• _Your instructions_
Which lines in the listing below contain the string "bridge"? Pull out each of them and copy it in full.

Labeled-object pointing entries:
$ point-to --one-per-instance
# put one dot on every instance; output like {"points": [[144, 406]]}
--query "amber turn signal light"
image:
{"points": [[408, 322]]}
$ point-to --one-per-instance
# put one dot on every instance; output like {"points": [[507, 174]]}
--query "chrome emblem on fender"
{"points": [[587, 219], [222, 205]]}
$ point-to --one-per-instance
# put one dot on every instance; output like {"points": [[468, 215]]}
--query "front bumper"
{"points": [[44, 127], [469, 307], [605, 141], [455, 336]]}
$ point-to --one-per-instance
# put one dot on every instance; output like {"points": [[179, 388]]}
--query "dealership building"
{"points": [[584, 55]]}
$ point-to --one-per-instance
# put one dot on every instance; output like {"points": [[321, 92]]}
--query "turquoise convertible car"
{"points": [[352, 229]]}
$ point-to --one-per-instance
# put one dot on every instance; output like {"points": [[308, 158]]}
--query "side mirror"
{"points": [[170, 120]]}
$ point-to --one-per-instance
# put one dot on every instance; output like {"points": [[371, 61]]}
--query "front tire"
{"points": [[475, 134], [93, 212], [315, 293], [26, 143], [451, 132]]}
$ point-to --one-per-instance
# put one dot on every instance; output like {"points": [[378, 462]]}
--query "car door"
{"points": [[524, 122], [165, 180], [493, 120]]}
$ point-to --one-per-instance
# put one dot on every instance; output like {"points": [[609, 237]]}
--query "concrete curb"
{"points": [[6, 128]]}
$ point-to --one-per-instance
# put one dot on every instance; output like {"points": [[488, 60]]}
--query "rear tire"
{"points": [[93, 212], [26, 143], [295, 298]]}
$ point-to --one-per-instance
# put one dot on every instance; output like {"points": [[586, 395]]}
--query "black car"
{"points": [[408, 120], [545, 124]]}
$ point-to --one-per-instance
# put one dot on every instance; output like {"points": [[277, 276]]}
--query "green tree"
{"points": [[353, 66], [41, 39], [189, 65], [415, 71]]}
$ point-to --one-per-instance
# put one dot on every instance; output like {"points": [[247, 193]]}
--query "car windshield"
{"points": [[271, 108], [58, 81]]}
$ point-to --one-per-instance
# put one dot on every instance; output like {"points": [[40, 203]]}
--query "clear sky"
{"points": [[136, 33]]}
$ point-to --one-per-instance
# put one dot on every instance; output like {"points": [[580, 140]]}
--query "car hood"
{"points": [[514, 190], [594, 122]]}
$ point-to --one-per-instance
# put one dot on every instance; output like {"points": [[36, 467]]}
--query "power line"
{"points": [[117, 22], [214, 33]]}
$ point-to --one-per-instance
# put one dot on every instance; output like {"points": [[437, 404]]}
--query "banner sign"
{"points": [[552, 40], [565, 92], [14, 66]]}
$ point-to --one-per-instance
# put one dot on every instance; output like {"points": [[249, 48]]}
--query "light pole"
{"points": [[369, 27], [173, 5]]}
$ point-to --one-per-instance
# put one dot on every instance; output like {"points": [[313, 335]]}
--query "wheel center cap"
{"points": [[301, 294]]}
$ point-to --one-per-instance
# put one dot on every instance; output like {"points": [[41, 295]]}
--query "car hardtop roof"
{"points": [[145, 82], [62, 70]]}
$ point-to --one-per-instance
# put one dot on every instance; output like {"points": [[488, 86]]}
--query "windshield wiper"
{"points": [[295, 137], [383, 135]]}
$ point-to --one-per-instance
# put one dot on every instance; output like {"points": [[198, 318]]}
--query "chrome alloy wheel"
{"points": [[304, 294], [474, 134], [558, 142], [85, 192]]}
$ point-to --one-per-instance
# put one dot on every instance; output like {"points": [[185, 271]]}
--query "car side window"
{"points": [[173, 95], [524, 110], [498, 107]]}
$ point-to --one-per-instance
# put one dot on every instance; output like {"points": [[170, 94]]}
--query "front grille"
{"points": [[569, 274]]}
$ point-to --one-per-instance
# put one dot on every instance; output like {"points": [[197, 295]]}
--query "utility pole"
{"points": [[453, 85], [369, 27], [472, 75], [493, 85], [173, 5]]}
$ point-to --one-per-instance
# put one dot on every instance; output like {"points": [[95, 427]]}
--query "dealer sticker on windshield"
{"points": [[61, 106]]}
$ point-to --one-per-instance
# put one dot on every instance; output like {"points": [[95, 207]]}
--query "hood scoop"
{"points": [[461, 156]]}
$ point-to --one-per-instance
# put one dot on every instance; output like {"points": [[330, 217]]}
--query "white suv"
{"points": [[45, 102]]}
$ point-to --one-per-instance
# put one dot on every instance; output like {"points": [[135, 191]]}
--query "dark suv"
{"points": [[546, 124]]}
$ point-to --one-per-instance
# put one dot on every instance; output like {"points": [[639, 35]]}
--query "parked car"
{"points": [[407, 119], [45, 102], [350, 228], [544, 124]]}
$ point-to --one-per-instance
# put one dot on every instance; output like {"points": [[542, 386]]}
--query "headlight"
* * *
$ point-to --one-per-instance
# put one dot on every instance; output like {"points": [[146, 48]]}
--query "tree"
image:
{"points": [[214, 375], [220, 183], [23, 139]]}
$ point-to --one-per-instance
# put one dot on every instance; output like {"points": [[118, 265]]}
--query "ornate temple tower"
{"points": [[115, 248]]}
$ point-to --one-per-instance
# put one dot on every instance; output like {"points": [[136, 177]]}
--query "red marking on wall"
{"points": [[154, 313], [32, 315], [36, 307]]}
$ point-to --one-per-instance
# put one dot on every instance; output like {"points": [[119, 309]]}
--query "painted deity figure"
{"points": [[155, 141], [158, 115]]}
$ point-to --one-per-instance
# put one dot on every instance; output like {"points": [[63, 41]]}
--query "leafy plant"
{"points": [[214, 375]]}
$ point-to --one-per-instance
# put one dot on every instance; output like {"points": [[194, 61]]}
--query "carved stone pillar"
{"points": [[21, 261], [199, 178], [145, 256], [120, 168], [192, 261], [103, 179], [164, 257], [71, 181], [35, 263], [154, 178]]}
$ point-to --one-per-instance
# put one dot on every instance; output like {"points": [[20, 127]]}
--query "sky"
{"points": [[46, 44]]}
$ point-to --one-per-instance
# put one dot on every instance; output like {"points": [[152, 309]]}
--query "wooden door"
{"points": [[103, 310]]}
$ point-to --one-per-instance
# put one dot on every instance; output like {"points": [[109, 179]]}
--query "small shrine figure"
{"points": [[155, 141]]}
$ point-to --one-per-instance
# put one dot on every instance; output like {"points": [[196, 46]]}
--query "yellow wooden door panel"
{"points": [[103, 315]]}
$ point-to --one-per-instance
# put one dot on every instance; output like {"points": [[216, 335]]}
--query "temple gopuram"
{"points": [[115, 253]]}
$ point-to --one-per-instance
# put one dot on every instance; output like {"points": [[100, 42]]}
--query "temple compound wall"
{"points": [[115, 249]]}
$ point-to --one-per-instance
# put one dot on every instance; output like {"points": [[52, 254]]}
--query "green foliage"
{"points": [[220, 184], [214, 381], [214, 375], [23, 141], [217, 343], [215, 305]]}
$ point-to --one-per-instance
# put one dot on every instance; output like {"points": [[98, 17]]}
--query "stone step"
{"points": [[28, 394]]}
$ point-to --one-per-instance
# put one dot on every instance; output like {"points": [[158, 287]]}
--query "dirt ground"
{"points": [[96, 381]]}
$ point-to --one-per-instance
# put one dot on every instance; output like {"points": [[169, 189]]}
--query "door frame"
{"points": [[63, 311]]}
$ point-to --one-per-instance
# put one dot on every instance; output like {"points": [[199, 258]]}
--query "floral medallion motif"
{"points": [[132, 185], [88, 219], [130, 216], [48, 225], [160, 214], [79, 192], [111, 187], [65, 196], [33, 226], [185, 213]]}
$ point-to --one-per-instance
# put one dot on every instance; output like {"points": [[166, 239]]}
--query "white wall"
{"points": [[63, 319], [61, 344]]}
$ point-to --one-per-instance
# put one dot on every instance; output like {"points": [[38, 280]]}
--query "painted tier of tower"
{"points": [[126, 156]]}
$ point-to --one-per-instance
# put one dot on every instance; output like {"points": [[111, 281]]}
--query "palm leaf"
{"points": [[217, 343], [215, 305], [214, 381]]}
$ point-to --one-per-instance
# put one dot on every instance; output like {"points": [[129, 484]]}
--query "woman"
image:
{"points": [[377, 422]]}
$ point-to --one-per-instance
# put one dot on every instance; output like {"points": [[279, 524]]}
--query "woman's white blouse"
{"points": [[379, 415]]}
--
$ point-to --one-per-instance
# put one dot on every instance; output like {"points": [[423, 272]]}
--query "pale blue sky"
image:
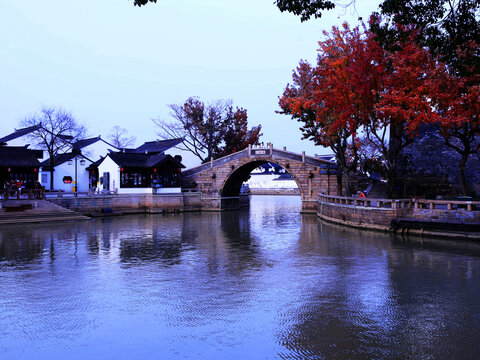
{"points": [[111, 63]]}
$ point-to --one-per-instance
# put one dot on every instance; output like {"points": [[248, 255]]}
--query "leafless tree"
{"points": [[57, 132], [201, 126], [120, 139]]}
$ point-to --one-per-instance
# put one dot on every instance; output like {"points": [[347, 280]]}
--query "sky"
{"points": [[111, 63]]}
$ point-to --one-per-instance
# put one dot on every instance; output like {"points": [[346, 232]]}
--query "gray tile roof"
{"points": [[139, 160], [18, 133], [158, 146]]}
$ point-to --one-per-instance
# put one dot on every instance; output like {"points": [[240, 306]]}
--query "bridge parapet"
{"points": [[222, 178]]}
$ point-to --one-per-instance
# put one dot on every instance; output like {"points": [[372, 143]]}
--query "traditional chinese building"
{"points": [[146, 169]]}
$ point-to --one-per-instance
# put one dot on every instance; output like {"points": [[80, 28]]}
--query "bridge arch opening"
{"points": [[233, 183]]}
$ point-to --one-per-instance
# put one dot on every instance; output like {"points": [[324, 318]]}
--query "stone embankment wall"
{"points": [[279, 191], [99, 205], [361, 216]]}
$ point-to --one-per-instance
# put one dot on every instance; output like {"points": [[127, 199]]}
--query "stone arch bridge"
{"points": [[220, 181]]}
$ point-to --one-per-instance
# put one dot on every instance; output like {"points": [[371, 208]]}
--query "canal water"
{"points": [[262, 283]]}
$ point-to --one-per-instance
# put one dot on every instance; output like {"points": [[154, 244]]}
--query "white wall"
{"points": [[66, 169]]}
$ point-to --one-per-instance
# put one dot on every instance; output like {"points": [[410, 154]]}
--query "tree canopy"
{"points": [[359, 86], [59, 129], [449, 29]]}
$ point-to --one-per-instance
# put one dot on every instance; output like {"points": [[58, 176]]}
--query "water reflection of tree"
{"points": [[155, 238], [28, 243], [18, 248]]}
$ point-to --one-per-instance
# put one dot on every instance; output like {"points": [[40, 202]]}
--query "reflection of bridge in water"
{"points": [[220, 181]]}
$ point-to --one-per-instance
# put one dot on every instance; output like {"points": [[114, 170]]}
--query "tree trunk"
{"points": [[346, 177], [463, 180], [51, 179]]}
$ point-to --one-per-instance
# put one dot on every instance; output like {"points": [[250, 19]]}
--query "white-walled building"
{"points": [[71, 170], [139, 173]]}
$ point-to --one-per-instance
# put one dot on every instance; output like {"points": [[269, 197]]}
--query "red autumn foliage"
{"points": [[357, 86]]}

• _Solution for this exercise_
--query "bridge parapet"
--query "bridge arch opening"
--query "stone arch bridge"
--query "reflection of bridge in water"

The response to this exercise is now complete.